— BEGIN Records for the task —
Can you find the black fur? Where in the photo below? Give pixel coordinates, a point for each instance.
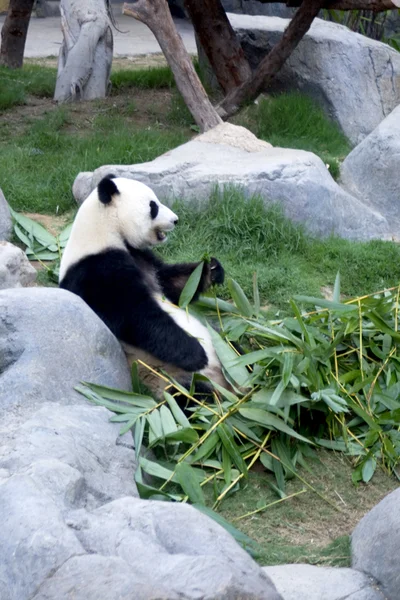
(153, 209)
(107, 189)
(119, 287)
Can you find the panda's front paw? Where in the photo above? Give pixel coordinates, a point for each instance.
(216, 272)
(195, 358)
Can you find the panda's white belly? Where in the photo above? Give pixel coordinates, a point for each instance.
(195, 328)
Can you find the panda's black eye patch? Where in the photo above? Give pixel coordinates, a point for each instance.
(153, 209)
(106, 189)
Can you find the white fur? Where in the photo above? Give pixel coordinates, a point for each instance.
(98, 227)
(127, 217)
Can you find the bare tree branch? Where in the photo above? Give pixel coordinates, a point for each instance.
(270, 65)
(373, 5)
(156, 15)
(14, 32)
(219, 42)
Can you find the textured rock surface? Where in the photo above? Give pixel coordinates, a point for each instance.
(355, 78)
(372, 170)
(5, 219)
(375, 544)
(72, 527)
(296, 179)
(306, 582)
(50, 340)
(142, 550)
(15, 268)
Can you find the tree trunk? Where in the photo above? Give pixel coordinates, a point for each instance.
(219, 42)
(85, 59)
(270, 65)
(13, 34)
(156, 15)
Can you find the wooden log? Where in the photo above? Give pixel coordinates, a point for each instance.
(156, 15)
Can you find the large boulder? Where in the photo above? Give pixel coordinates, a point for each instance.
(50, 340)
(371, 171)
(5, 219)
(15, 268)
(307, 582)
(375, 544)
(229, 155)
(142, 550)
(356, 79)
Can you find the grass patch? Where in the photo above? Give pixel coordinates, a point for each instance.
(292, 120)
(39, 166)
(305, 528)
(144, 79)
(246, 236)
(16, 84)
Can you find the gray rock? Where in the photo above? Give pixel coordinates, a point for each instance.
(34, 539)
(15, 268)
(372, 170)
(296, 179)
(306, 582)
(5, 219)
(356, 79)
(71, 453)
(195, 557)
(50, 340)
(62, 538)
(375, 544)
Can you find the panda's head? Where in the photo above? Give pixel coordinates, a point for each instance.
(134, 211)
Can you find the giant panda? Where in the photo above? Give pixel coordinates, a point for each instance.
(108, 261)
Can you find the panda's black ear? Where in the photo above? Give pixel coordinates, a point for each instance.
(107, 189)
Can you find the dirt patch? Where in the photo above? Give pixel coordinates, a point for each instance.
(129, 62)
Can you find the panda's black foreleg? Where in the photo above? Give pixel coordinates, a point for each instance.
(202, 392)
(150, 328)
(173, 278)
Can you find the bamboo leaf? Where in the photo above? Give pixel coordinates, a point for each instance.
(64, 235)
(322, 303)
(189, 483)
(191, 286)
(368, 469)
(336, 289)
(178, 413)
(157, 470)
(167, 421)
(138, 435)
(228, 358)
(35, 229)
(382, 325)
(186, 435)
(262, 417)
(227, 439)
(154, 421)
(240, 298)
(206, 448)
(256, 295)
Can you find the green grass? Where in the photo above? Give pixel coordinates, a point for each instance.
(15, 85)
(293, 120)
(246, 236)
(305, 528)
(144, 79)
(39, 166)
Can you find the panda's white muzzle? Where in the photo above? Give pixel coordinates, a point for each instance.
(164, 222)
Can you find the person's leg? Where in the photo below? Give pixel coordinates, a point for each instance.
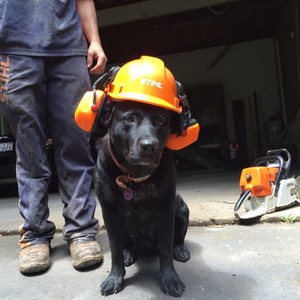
— END Records for the task —
— BEGIN Records for the task —
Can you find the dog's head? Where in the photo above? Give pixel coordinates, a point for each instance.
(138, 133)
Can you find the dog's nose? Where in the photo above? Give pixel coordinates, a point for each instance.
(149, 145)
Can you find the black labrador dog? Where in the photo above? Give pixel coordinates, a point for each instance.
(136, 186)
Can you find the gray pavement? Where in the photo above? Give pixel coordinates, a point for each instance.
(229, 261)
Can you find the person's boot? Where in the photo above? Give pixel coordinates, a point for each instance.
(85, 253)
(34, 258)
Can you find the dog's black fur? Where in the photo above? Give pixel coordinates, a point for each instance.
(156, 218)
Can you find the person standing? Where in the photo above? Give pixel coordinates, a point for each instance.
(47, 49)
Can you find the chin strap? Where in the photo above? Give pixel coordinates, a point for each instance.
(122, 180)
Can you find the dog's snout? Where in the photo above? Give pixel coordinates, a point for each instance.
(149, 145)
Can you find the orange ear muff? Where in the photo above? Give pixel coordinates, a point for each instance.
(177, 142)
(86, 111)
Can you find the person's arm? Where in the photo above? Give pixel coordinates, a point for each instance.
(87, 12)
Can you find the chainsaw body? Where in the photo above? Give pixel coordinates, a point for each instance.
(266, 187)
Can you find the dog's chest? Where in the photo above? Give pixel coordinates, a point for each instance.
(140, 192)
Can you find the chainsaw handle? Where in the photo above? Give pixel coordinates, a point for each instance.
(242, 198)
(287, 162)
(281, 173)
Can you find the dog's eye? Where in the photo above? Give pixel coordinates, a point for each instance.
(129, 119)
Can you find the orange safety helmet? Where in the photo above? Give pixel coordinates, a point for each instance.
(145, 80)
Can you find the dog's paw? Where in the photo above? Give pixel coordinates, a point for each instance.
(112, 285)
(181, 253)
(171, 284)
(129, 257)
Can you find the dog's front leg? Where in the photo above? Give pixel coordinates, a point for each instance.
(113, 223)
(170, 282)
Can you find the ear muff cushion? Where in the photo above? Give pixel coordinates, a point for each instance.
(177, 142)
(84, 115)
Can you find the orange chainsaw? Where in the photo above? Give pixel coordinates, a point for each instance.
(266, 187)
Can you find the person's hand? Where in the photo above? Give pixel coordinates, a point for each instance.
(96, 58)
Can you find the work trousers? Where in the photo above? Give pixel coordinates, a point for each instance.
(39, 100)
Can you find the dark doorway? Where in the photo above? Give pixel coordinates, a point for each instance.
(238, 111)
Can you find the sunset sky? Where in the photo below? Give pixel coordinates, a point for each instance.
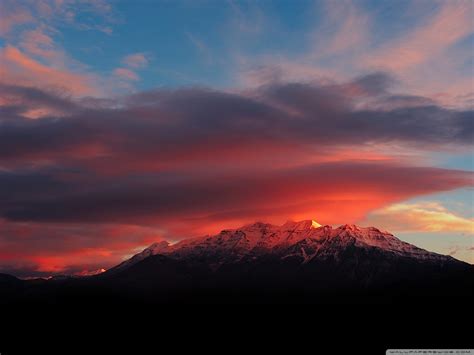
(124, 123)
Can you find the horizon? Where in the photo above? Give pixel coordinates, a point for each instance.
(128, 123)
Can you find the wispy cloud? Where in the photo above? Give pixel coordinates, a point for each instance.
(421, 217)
— END Records for the task —
Starting at the line that has "Can you find the panda's black foreleg?" and stopping after the line that has "Can you find the person's leg?", write out the data above with "bamboo leaf" changed to "bamboo stem" and everything else left as it is.

▶ _Answer_
Can you find the panda's black foreleg? Where in the photo above? Give pixel coordinates, a point for each instance.
(202, 392)
(150, 328)
(173, 278)
Can you find the bamboo stem? Where in the photo above? Give pixel coordinates, a point for each instance.
(64, 235)
(322, 303)
(189, 483)
(191, 286)
(368, 469)
(336, 289)
(178, 413)
(157, 470)
(167, 421)
(138, 435)
(228, 358)
(35, 229)
(382, 325)
(186, 435)
(262, 417)
(227, 439)
(154, 421)
(240, 298)
(206, 448)
(256, 295)
Can you find the green grass? Where in the photo above? Give pixel coordinates, a point for each instance.
(15, 85)
(293, 120)
(246, 236)
(305, 528)
(144, 79)
(39, 166)
Can you find the panda's white muzzle? Where in the photo above? Give pixel coordinates, a point for each instance.
(164, 222)
Can you find the person's leg? Where in the photo below? Give pixel coordinates, a point for each instance.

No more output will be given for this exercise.